Segment Open

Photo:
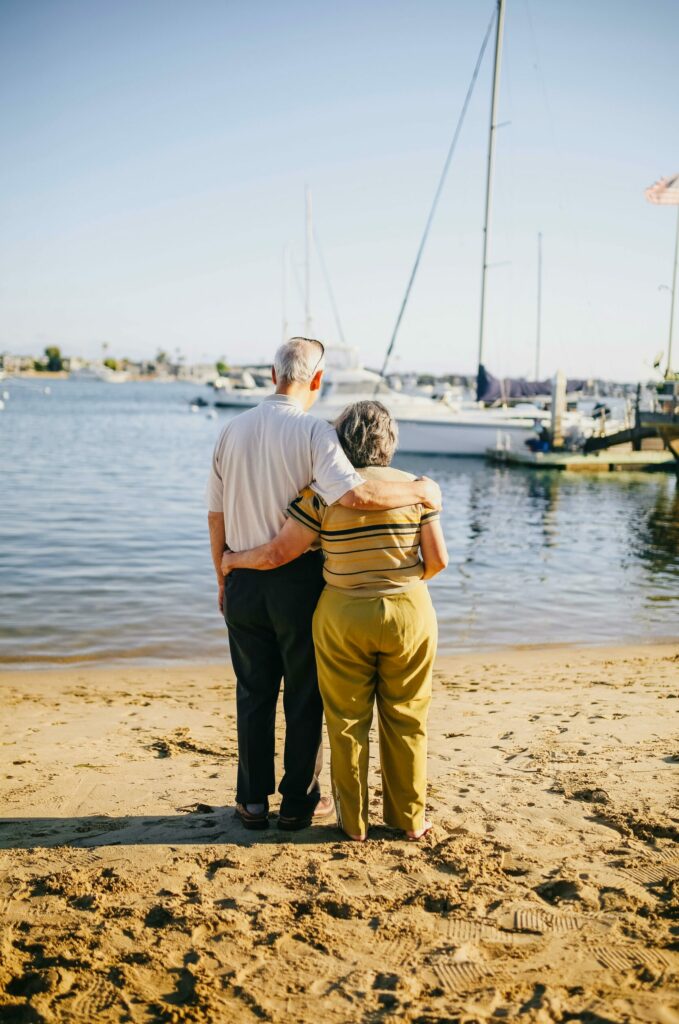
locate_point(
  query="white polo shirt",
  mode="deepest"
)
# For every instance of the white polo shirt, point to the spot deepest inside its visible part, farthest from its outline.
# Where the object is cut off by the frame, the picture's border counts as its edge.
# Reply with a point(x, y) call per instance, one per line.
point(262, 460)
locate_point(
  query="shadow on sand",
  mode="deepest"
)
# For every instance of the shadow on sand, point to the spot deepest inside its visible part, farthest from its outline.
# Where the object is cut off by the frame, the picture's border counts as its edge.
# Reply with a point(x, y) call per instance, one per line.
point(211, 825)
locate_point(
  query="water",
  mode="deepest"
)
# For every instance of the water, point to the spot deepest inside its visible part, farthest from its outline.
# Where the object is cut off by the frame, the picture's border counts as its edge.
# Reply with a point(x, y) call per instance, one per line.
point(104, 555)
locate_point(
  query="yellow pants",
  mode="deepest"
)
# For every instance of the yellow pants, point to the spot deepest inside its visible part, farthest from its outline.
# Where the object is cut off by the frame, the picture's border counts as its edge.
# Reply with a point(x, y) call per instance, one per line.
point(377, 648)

Segment Closed

> **PROBLEM DETAILS**: Only a number is wanted here: the count of lines in the data that contain the string "white".

> **RESULT OF THE EXERCISE**: 2